BEGIN Source material

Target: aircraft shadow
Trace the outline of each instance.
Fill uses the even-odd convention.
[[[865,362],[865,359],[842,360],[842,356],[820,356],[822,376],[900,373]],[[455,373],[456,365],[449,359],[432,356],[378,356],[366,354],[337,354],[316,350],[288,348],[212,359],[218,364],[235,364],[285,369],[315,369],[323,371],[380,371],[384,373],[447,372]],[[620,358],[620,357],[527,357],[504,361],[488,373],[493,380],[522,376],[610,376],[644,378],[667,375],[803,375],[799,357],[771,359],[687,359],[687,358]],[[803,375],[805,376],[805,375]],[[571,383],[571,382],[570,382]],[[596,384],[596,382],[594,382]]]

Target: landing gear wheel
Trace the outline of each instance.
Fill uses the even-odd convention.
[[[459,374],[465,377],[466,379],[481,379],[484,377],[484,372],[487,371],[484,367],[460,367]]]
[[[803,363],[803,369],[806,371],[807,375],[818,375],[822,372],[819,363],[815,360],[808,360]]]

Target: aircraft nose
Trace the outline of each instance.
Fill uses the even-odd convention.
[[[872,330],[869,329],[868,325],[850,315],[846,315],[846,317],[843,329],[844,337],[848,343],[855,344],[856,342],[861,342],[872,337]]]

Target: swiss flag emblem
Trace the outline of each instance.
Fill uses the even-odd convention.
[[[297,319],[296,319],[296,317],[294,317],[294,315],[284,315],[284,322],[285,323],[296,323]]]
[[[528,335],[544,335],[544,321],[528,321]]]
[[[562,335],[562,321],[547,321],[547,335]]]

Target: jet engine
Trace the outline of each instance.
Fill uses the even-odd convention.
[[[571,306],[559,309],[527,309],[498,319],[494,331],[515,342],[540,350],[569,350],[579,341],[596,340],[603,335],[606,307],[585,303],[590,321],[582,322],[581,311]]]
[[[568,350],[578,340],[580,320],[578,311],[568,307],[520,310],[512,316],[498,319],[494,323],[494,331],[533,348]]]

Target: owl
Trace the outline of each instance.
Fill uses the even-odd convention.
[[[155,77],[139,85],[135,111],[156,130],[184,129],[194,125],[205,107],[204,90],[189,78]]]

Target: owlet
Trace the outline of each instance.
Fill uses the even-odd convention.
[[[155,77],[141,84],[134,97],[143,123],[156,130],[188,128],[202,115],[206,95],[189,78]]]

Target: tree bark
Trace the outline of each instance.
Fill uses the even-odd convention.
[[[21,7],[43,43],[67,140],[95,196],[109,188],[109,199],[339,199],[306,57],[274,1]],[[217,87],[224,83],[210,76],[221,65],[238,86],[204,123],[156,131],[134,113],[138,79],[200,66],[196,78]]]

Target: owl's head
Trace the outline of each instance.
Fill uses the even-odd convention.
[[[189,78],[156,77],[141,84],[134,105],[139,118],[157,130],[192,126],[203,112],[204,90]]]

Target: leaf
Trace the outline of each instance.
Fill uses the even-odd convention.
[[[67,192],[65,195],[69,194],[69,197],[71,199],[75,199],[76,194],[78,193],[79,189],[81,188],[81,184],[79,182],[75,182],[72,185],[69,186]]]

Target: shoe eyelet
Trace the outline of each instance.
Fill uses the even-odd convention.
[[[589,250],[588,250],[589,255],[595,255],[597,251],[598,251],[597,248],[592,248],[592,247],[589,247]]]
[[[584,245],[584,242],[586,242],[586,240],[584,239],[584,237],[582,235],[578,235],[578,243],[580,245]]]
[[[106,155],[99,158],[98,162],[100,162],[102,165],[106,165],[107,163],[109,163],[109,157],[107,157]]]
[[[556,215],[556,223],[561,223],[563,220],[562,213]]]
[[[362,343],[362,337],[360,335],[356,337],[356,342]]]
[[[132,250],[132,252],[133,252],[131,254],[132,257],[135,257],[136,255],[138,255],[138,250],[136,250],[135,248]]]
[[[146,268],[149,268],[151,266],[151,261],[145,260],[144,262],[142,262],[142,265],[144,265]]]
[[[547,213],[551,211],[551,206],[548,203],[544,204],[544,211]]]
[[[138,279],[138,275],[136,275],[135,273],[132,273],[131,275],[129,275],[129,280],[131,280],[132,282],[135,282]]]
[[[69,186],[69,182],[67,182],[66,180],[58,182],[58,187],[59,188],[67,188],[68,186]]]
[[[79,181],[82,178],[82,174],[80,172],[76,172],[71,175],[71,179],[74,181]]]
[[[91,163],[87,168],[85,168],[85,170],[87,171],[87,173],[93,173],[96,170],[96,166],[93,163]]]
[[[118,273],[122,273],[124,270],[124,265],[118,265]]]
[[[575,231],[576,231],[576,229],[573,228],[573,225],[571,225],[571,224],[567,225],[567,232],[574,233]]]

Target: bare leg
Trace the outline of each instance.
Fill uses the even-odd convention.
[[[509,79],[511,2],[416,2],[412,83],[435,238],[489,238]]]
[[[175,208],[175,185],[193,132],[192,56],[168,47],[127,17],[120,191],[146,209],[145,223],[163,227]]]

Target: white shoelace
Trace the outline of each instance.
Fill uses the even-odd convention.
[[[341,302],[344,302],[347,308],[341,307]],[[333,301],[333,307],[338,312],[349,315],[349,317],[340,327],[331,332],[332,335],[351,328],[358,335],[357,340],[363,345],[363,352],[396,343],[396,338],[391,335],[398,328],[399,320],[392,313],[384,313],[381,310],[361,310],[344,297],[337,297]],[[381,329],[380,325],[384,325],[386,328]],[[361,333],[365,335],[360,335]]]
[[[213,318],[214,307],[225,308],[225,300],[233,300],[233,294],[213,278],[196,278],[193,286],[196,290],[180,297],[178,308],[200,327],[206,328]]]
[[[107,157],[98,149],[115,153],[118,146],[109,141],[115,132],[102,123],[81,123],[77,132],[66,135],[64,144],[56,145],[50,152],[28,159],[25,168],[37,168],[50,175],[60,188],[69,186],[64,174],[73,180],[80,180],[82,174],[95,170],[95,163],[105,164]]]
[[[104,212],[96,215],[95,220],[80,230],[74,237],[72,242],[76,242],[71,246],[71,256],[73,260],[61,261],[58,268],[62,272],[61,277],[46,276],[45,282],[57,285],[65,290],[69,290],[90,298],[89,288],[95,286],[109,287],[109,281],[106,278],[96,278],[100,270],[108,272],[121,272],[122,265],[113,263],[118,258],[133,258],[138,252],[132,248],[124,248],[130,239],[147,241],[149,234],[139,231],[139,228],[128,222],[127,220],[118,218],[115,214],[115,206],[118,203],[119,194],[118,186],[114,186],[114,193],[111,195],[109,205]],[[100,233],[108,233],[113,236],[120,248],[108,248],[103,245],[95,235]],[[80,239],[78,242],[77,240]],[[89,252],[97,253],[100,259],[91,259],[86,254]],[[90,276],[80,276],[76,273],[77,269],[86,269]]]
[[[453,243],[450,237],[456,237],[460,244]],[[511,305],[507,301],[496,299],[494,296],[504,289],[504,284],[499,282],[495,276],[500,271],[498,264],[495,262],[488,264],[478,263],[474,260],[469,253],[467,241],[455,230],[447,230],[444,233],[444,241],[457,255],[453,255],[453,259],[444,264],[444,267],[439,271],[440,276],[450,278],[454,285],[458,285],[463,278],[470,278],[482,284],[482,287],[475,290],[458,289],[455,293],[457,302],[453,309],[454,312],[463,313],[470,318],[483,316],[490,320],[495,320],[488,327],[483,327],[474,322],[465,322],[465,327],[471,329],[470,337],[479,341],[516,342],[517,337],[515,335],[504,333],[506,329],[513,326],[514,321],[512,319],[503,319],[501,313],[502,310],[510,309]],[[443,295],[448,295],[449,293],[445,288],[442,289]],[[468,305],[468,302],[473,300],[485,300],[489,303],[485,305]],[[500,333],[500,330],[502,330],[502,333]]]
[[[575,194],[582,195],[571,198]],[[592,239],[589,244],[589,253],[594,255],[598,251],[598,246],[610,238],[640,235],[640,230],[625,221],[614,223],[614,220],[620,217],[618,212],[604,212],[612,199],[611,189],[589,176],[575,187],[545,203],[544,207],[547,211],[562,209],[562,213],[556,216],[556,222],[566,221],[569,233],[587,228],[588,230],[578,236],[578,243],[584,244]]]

END Source material
BEGIN Source material

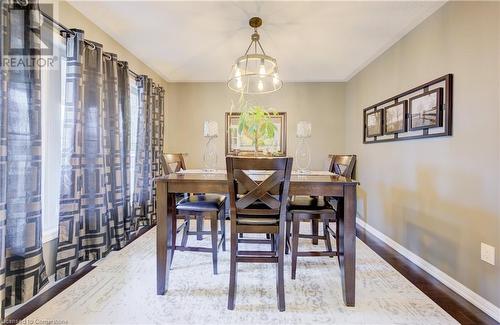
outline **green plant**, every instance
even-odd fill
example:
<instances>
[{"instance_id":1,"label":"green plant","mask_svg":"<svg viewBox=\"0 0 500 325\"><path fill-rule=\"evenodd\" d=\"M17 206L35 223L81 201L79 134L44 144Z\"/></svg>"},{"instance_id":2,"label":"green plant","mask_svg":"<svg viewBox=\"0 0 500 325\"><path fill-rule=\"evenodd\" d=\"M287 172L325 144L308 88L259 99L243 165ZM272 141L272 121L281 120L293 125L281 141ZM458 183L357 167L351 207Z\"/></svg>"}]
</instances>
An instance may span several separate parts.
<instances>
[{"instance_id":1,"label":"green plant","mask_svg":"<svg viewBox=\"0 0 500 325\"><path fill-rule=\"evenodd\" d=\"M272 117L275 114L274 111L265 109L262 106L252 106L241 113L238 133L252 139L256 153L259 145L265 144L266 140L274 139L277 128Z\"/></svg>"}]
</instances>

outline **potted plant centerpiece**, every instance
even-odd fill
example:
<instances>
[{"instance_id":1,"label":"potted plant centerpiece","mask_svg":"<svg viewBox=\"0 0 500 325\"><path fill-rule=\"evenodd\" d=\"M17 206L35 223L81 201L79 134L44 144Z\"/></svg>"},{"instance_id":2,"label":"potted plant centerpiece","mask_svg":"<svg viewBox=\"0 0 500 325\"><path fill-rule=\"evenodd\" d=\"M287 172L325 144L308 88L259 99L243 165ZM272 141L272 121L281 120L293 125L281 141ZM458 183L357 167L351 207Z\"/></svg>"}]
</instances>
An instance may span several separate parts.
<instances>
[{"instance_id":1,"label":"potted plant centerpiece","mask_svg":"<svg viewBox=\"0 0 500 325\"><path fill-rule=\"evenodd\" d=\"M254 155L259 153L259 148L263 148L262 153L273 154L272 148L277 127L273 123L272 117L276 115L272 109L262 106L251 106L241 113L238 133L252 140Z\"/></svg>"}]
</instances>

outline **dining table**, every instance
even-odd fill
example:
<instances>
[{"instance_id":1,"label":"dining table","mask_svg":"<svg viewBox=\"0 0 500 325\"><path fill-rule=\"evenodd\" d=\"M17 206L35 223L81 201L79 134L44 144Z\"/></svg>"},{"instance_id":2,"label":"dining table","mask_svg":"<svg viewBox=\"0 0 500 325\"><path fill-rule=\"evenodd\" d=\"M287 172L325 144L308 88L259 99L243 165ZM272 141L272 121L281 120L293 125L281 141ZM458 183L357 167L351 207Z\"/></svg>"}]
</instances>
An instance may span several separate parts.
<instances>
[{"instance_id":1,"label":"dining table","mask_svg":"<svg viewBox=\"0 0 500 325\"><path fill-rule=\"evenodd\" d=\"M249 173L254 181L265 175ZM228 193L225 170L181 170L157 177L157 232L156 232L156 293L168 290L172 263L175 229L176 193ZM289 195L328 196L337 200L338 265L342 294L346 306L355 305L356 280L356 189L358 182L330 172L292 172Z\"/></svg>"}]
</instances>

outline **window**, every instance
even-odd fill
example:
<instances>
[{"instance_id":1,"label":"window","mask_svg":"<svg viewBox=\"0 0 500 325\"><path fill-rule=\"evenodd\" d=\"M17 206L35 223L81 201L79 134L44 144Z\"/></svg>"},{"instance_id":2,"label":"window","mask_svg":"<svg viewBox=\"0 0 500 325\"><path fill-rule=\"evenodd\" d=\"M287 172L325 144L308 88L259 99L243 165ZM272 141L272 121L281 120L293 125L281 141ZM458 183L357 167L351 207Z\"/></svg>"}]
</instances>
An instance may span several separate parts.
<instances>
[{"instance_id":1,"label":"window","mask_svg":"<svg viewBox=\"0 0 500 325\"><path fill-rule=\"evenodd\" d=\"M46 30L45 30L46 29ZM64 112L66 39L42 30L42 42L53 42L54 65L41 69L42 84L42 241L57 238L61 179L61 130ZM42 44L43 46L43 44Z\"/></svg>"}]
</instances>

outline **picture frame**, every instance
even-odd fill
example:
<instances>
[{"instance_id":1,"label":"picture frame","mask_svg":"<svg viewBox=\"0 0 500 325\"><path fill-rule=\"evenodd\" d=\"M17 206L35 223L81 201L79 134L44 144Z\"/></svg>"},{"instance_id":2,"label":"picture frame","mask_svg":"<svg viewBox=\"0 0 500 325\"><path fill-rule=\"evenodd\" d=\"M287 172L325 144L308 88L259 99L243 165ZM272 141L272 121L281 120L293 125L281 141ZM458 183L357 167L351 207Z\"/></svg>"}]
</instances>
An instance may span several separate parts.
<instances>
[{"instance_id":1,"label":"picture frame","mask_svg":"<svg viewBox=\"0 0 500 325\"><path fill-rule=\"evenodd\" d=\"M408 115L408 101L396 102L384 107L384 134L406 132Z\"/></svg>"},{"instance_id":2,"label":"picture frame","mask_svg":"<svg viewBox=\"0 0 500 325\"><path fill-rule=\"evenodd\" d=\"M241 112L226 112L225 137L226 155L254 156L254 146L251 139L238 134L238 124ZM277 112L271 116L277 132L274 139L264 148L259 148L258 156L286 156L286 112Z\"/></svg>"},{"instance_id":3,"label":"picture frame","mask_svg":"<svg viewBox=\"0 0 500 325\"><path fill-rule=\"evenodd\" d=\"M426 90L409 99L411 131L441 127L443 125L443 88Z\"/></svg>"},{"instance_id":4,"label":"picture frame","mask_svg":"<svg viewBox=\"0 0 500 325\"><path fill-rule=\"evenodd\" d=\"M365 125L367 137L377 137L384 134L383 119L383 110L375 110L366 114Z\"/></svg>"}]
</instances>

END Source material

**Task details:** Copy each line of the data that includes the word "every".

**Output:**
outline **green plant**, every instance
outline **potted plant centerpiece**, every instance
outline **dining table**, every instance
outline **window**, every instance
outline **picture frame**, every instance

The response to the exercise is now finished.